--- BEGIN Information shown ---

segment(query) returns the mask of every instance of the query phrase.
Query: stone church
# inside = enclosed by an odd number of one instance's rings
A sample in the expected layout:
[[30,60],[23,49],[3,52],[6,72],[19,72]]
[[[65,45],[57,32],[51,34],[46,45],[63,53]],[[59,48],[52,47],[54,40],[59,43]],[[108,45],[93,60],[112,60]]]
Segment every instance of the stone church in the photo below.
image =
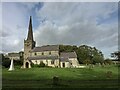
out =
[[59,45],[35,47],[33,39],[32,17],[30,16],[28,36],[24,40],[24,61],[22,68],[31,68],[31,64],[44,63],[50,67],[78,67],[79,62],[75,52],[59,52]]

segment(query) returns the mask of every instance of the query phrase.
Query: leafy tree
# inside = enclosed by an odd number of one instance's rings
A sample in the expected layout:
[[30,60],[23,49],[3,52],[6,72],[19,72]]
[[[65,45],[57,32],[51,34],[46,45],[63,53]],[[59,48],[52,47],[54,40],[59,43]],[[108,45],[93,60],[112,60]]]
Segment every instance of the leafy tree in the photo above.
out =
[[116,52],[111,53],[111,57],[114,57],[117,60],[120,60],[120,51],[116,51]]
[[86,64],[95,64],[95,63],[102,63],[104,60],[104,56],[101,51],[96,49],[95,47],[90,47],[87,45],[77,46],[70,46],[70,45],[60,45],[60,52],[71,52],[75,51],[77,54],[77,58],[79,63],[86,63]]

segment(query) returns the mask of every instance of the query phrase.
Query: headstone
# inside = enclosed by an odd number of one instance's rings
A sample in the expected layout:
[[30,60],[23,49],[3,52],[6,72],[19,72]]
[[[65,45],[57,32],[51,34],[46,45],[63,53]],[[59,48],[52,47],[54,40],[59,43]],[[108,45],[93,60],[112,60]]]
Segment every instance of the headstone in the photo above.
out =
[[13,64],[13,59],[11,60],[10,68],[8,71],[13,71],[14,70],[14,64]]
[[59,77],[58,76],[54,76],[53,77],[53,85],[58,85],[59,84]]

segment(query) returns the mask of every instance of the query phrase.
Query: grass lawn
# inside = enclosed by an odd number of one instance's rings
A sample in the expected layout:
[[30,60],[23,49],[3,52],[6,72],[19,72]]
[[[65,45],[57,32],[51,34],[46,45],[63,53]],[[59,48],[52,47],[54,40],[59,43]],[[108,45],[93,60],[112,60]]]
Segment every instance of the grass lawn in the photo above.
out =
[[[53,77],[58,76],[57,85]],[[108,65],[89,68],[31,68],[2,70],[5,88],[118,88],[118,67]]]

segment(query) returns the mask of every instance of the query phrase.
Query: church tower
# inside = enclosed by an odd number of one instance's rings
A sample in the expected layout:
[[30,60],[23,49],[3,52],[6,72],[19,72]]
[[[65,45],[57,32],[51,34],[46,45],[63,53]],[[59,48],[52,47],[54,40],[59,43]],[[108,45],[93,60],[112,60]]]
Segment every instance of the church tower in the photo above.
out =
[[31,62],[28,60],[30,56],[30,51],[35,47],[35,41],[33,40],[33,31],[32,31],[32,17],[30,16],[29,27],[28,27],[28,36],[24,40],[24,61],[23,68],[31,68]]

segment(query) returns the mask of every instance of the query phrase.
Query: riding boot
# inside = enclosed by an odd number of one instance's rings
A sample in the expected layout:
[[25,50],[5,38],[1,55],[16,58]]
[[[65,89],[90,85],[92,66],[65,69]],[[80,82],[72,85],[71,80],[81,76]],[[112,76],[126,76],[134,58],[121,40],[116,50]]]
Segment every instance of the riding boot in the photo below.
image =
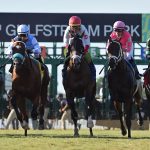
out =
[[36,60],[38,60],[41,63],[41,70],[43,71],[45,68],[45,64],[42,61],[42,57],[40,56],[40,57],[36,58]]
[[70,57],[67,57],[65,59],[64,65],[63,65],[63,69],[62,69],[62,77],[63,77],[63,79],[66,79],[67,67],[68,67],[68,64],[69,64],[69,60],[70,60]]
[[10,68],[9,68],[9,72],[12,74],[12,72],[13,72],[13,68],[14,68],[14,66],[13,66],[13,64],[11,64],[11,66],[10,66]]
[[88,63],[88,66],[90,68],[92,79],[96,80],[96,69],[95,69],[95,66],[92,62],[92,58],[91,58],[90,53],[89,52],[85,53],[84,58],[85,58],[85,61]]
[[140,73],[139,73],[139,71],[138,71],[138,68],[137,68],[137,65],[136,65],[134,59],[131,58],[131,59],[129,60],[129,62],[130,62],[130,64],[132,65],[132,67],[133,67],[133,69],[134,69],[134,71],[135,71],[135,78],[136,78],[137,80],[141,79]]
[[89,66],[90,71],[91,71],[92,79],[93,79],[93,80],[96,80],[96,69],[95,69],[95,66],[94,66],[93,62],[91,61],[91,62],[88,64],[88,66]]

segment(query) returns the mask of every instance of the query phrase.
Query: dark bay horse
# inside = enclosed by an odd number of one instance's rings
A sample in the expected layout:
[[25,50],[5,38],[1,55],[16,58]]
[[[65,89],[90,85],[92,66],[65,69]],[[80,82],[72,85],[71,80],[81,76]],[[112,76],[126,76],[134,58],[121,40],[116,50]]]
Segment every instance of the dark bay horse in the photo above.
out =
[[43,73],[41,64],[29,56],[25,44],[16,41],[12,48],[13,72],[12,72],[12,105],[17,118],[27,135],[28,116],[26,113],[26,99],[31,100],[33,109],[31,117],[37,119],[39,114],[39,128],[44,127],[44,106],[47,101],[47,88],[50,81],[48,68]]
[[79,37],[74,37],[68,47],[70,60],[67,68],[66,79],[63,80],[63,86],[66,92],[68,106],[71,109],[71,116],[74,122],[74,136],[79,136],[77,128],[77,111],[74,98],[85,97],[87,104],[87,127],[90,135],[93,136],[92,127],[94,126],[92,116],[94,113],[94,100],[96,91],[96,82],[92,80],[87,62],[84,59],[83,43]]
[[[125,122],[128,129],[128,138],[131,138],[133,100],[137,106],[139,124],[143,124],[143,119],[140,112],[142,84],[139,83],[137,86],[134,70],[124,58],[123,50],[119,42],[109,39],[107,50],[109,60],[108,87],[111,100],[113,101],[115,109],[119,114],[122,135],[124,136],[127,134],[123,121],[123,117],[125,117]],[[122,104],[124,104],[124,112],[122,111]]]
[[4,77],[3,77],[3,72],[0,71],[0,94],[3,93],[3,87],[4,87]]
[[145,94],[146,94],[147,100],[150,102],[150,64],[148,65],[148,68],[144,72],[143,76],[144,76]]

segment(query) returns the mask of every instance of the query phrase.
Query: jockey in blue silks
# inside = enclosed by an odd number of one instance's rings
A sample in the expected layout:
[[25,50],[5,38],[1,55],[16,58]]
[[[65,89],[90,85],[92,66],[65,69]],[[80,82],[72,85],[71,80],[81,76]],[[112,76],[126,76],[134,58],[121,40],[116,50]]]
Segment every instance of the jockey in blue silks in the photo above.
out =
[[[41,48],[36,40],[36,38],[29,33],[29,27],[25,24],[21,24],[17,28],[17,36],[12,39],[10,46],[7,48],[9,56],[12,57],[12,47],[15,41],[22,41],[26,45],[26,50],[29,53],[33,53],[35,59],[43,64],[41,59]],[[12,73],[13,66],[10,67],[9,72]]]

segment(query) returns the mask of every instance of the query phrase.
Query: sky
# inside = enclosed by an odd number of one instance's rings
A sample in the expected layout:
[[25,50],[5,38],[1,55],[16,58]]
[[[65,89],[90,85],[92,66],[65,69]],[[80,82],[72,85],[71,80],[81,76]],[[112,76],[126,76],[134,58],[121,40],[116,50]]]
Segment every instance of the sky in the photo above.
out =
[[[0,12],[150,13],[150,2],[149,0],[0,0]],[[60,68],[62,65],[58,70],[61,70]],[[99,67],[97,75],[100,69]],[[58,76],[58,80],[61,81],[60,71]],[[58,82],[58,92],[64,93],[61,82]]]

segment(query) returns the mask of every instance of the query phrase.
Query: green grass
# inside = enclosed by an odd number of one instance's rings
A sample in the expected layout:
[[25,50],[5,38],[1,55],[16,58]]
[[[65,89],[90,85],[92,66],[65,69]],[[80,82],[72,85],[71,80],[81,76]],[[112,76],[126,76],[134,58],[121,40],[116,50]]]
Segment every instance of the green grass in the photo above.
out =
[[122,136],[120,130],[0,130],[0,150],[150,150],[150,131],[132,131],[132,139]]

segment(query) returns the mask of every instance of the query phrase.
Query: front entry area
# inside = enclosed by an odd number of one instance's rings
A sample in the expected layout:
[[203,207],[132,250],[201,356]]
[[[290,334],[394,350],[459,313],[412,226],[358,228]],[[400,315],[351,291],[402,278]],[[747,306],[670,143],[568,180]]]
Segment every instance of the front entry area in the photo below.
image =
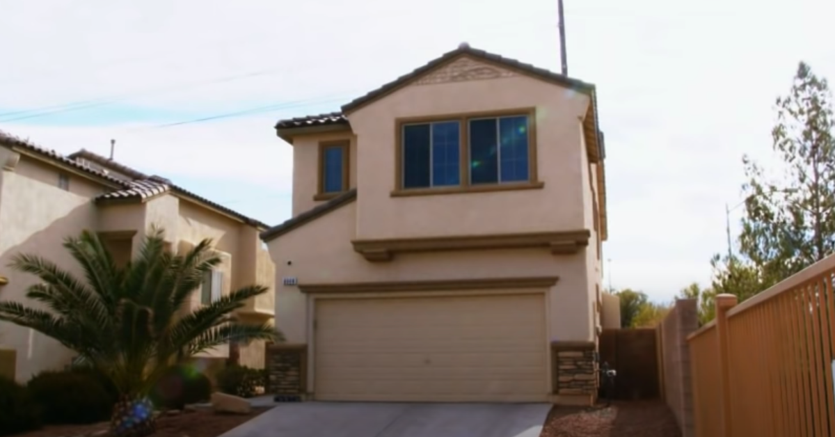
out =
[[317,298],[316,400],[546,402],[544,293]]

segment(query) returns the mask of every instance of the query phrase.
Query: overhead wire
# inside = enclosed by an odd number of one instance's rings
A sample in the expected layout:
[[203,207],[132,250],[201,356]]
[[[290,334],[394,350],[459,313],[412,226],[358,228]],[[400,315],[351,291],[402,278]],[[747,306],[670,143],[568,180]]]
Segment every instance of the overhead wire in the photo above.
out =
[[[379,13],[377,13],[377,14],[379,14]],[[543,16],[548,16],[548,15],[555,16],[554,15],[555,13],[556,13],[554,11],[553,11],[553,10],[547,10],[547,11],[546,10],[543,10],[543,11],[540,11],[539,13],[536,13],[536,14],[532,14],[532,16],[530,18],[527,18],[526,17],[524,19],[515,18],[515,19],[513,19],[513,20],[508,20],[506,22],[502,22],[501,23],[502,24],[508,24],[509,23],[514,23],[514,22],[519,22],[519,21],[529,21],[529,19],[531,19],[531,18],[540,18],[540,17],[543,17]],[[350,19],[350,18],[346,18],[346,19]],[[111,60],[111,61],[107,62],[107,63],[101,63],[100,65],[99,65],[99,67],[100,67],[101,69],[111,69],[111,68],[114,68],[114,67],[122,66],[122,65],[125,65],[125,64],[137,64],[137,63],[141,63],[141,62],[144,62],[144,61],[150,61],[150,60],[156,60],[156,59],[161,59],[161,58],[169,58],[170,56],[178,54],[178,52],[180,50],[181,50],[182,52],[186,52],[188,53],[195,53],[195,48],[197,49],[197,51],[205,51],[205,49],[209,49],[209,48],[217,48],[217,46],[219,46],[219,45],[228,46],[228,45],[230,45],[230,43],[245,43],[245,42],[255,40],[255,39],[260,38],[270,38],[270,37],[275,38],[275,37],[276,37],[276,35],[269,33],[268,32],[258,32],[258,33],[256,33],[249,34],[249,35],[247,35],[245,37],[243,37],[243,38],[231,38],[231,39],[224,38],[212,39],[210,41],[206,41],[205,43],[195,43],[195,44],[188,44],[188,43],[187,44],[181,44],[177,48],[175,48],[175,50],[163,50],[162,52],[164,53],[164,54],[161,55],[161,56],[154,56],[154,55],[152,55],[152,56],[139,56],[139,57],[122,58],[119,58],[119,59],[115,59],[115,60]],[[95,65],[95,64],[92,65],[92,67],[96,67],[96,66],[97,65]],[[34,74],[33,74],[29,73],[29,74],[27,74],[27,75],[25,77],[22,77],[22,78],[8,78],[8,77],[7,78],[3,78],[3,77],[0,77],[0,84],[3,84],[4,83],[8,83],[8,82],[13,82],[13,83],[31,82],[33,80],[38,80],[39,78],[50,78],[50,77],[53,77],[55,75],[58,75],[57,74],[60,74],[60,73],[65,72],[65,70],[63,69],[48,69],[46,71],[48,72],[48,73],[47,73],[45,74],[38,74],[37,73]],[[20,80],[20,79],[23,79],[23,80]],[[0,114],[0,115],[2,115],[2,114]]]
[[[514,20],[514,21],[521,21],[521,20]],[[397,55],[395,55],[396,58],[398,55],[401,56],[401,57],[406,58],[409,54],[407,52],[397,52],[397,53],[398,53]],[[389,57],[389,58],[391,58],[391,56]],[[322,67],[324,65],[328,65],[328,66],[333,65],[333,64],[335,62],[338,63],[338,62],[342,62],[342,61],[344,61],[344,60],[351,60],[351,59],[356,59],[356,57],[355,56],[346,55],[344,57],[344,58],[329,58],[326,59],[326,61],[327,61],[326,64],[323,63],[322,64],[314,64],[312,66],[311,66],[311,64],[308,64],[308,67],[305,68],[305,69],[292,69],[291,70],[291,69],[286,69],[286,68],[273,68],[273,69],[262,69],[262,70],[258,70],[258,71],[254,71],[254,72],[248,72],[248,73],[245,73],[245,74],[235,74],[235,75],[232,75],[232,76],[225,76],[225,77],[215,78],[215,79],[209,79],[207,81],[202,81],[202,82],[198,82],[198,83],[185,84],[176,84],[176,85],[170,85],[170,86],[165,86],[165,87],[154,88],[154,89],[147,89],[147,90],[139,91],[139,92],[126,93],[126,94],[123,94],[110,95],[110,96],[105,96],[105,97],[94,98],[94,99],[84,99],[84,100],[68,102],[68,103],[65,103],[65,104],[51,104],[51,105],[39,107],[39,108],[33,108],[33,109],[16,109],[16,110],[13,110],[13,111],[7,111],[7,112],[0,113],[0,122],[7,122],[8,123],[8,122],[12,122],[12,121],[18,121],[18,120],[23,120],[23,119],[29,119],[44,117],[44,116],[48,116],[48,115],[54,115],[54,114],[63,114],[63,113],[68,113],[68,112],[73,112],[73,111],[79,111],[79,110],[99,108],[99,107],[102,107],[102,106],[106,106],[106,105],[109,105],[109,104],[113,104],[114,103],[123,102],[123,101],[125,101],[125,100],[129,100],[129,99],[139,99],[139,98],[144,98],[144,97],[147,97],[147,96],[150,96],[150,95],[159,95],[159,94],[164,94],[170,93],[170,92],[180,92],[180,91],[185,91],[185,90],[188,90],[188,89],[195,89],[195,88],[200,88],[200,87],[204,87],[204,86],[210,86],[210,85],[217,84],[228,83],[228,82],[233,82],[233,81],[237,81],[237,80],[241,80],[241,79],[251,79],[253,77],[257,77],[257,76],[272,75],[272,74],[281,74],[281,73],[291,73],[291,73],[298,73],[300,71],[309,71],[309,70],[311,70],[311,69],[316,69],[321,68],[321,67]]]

--- END Information shown ---

■ Your goal ■
Please reproduce, word for word, the stretch from the start of the entries through the line that contains "[[59,77],[58,76],[54,76],[53,77],[53,85],[58,85],[59,84]]". Leave the pictures out of your output.

■ Correct output ■
segment(query) returns the mask of every instance of the query phrase.
Query: stone church
# inside = enclosed by an odd number of one instance's rings
A sample in the expected layout:
[[30,60],[23,49],[3,52],[6,72],[19,72]]
[[[65,45],[57,32],[51,34],[46,45],[63,53]],[[59,48],[52,47],[54,40],[59,43]],[[108,45],[93,60],[112,60]]]
Segment every instance of the stone church in the photo below.
image =
out =
[[59,45],[35,47],[33,39],[32,17],[30,16],[28,36],[24,40],[24,61],[22,68],[31,68],[31,64],[44,63],[50,67],[78,67],[79,62],[75,52],[59,52]]

segment(query) returns the mask of every instance of the query phrase.
Query: leafy tree
# inside = enclosed by an odd number of one instance's rings
A sample in the expected layout:
[[30,60],[23,49],[3,52],[6,72],[19,72]]
[[[65,45],[57,32],[51,34],[46,45],[63,53]],[[59,48],[52,47],[54,40],[59,43]],[[108,45],[93,60],[112,60]]]
Segment every instance of the leafy tree in the photo above.
out =
[[116,52],[111,53],[111,57],[114,57],[117,60],[120,60],[120,51],[116,51]]
[[86,64],[95,64],[95,63],[102,63],[104,60],[104,56],[101,51],[96,49],[95,47],[90,47],[87,45],[77,46],[70,46],[70,45],[60,45],[60,52],[71,52],[75,51],[77,54],[77,58],[79,63],[86,63]]

segment(query) returns the mask of every instance of the query phrase.
Query: headstone
# inside = enclosed by an odd number of one instance's rings
A sample in the expected layout:
[[30,60],[23,49],[3,52],[6,72],[19,72]]
[[[65,45],[57,32],[51,34],[46,45],[63,53]],[[59,48],[52,47],[54,40],[59,43]],[[108,45],[93,60],[112,60]]]
Segment every instance of the headstone in the photo above.
out =
[[13,64],[13,59],[11,60],[10,68],[8,71],[13,71],[14,70],[14,64]]
[[59,77],[58,76],[54,76],[53,77],[53,85],[58,85],[59,84]]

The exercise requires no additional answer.